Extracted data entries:
*-*-*

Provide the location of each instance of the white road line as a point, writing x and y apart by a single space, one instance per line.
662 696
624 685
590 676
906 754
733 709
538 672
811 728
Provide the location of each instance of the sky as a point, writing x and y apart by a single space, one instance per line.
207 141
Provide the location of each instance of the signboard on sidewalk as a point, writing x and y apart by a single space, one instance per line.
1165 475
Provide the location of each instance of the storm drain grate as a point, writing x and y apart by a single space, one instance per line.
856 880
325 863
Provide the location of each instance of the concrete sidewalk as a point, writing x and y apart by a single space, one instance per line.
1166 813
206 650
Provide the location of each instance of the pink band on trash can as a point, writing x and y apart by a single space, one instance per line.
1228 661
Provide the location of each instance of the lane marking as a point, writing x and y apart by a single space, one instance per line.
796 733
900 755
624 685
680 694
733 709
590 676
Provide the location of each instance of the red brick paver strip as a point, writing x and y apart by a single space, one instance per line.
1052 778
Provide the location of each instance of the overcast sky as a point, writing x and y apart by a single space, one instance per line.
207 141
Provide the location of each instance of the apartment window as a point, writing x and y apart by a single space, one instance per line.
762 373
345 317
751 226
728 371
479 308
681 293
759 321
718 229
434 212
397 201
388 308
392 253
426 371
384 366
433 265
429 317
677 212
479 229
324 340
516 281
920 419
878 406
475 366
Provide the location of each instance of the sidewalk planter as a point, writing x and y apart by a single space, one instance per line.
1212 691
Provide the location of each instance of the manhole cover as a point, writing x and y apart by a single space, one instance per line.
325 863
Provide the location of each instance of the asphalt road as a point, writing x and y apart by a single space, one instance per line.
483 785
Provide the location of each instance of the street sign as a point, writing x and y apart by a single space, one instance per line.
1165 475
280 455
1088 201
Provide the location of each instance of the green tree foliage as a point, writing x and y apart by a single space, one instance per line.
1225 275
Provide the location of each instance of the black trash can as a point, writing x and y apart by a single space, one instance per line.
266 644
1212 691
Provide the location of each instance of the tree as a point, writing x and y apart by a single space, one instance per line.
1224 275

*-*-*

Exercise prompt - Rewrite all of the entries above, replacing "one instance per line" with "one point per line" everywhere it occurs and keeping everything else the same.

Complete answer -
Provide the location of each instance of the white road line as a point, writing x and y apart by a single space, one point per line.
662 696
624 685
590 676
906 754
733 709
538 672
811 728
Provide the location of each instance of the sky as a point, writing x and y apart by a single space, one point per line.
207 141
Provide the location of each instance of the signboard on sidewalk as a point, writing x and y apart by a single space, one point per line.
1165 475
Provide the location of each instance of the storm drain grate as a point, writing x and y apart by a single space, one point per line.
856 880
325 863
Provide the location of each instance of the concrete sidewalk as a point, writing x and y apart by a single space, one point per line.
1166 813
206 650
Provide the location of each instance of the pink band on trash can as a point, writing x and y apart by a single space, one point per line.
1228 661
Provide the location of each instance of the lane marking as a point, writing x and y apart by a single space, one point per line.
796 733
900 755
624 685
680 694
733 709
590 676
Provide the location of each instance of the red brick paver strip as a point, writing x and y apart by a single space, one point per line.
1052 778
Provide the location of each instance of the overcast sky as a point, writing x and y apart by a single space, one point per line.
207 141
Provide the location of each instance of the apartment window as a point, writing x and y apart by a single space, one point per line.
762 373
345 317
751 226
728 371
479 308
681 293
759 321
718 229
434 212
397 201
388 308
392 253
426 371
384 366
433 265
429 317
677 212
479 229
324 340
516 281
920 419
878 406
475 366
Provide the location of each instance of the sidewalk planter as a point, writing x and y apart by a single space, one point per line.
1212 691
Provide the location of each instance of the manhole cover as a point, writing x and y apart by a single space, one point per line.
325 863
Provide the location of each instance of the asphalt road as a point, writing x and y apart by a single space, one point per line.
483 785
Provide the location of each instance of the street sign as a point, writing x and y apart by a single space, one point per line.
1165 475
280 455
1088 201
Provide the location of each instance of the green tree foliage as a point, writing x and y apart by a single space, one point per line.
1225 275
Provide the location of each instance of the black trash can as a point, writing x and y apart by a single space, one point per line.
266 644
1212 691
Provide the location of each instance of the tree as a point, writing x and y apart by a single space, one point per line.
1224 275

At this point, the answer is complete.